# PROBLEM TO SOLVE
In the court opinion excerpt below, condense the paragraph beginning "Beyond this 'minimum constitutional mandate,'" into a short bulleted list that keeps its main facts.

══ PAGE EXTRACT

Beyond this “minimum constitutional mandate,” Warth v. Seldin, supra, 422 U.S. at 499, 95 S.Ct. at 2205, the Supreme Court has developed, as a prudential matter of self-governance, certain “other limits on the class of persons who may invoke the courts’ decisional and remedial powers.” Id. Precisely which categories of plaintiffs are excluded on constitutional grounds, and which on prudential grounds, however, is not always easy to ascertain. For example, in Schiesinger v. Reservists to Stop the War, supra, the Court held that a plaintiff class lacked standing, as “citizens,” to challenge the Department of Defense’s policy of permitting Members of Congress to hold posts in the Armed Forces Reserve on the ground that this policy violated the Incompatibility Clause.3 The Court said that the Secretary’s nonobservance of the Incompatibility Clause “would adversely affect only the generalized interest of all citizens in constitutional governance, and that is an abstract injury.” 418 U.S. at 217, 94 S.Ct. at 2930. In addition, the Court explicitly stated that such an “abstract injury” does not satisfy the Article III “cases or controversies” requirement. Id. at 227, 94 S.Ct. at 2935. Similarly, in United States v. Richardson, supra, 418 U.S. 166, 173-78, 94 S.Ct. 2940, 2944-2947, 41 L.Ed.2d 678 (1974), the Court said that a taxpayer’s generalized grievance regarding the CIA’s allegedly unconstitutional failure to issue a public Statement of Accounts and Expenditures pursuant to *235Art. I, § 9, cl. 7 of the Constitution4 did not “clear the threshold [Article III] hurdle of Baker v. Carr, 369 U.S. [186,] 204, 82 S.Ct. 691, 703, 7 L.Ed.2d 663 [(1962)].” 418 U.S. at 178, 94 S.Ct. at 2947.

════
══ INFORMATION PROVIDED

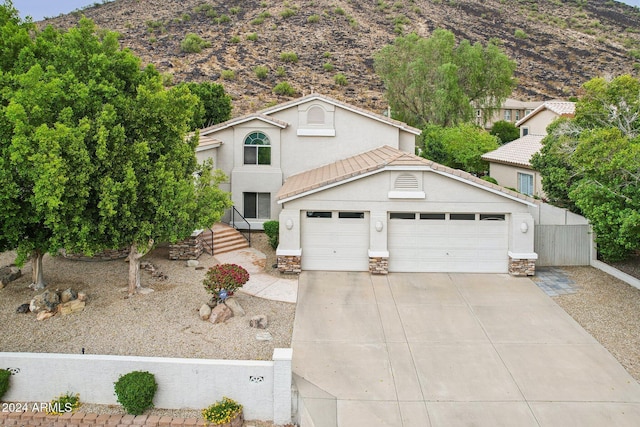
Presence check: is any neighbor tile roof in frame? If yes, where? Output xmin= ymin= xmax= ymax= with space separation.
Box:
xmin=276 ymin=145 xmax=538 ymax=203
xmin=482 ymin=134 xmax=545 ymax=168
xmin=516 ymin=101 xmax=576 ymax=126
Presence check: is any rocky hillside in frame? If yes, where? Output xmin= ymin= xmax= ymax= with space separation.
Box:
xmin=44 ymin=0 xmax=640 ymax=115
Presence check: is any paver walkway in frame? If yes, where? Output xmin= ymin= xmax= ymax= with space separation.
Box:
xmin=532 ymin=267 xmax=576 ymax=297
xmin=293 ymin=271 xmax=640 ymax=427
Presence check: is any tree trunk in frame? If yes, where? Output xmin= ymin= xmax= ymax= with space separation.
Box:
xmin=129 ymin=243 xmax=144 ymax=296
xmin=29 ymin=251 xmax=46 ymax=291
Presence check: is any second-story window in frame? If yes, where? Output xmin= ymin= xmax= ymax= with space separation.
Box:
xmin=244 ymin=132 xmax=271 ymax=165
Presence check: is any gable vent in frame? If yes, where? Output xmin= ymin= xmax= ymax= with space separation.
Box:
xmin=394 ymin=173 xmax=419 ymax=190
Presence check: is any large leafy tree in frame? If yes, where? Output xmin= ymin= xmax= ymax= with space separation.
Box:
xmin=0 ymin=3 xmax=230 ymax=294
xmin=532 ymin=76 xmax=640 ymax=261
xmin=374 ymin=29 xmax=516 ymax=127
xmin=420 ymin=123 xmax=499 ymax=176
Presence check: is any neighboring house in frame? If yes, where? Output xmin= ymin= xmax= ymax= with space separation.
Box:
xmin=482 ymin=101 xmax=575 ymax=198
xmin=197 ymin=94 xmax=589 ymax=275
xmin=476 ymin=98 xmax=542 ymax=129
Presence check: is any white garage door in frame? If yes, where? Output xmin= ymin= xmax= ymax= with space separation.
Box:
xmin=388 ymin=212 xmax=509 ymax=273
xmin=302 ymin=211 xmax=369 ymax=271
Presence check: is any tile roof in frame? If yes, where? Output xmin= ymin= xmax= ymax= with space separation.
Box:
xmin=482 ymin=134 xmax=545 ymax=168
xmin=516 ymin=101 xmax=576 ymax=126
xmin=276 ymin=145 xmax=539 ymax=204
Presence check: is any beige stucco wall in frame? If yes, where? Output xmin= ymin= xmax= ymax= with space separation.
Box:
xmin=489 ymin=162 xmax=544 ymax=198
xmin=278 ymin=170 xmax=534 ymax=256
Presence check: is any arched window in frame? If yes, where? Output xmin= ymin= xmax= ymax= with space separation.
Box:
xmin=244 ymin=132 xmax=271 ymax=165
xmin=307 ymin=106 xmax=324 ymax=125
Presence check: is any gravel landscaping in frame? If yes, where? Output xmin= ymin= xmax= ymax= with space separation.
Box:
xmin=553 ymin=265 xmax=640 ymax=382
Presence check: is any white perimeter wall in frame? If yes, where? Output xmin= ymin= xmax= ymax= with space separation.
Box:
xmin=0 ymin=348 xmax=293 ymax=424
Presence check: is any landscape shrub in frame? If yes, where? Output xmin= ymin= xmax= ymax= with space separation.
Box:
xmin=513 ymin=28 xmax=529 ymax=39
xmin=262 ymin=221 xmax=280 ymax=249
xmin=0 ymin=369 xmax=11 ymax=400
xmin=114 ymin=371 xmax=158 ymax=415
xmin=180 ymin=33 xmax=211 ymax=53
xmin=220 ymin=70 xmax=236 ymax=80
xmin=202 ymin=264 xmax=249 ymax=304
xmin=202 ymin=397 xmax=242 ymax=425
xmin=280 ymin=7 xmax=298 ymax=19
xmin=480 ymin=175 xmax=498 ymax=185
xmin=273 ymin=82 xmax=296 ymax=96
xmin=280 ymin=52 xmax=298 ymax=64
xmin=47 ymin=392 xmax=80 ymax=415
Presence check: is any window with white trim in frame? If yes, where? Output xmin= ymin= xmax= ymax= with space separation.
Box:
xmin=243 ymin=193 xmax=271 ymax=219
xmin=518 ymin=172 xmax=533 ymax=196
xmin=244 ymin=132 xmax=271 ymax=165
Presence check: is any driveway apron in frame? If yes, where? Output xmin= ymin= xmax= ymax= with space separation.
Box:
xmin=292 ymin=271 xmax=640 ymax=427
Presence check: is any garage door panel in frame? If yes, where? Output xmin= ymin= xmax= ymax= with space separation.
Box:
xmin=388 ymin=219 xmax=508 ymax=273
xmin=302 ymin=212 xmax=369 ymax=271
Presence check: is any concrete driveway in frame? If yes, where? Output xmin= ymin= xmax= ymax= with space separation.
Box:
xmin=292 ymin=272 xmax=640 ymax=427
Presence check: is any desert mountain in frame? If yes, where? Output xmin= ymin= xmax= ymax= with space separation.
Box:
xmin=43 ymin=0 xmax=640 ymax=116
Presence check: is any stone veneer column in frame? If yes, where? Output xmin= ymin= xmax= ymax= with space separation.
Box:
xmin=369 ymin=251 xmax=389 ymax=274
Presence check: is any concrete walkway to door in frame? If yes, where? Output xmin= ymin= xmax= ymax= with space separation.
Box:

════

# TASK OUTPUT
- Beyond the minimum constitutional mandate, the Supreme Court has developed prudential limits on who may invoke the courts' decisional and remedial powers.
- It is not always easy to tell which plaintiffs are excluded on constitutional grounds and which on prudential grounds.
- In Schiesinger v. Reservists to Stop the War, the Court held that citizens lacked standing to challenge the Defense Department's policy of letting Members of Congress hold Armed Forces Reserve posts under the Incompatibility Clause. The Court called the harm an abstract injury to the generalized interest in constitutional governance, one that does not meet the Article III "cases or controversies" requirement.
- In United States v. Richardson, the Court held that a taxpayer's generalized grievance about the CIA not issuing a public Statement of Accounts and Expenditures did not clear the threshold Article III hurdle of Baker v. Carr.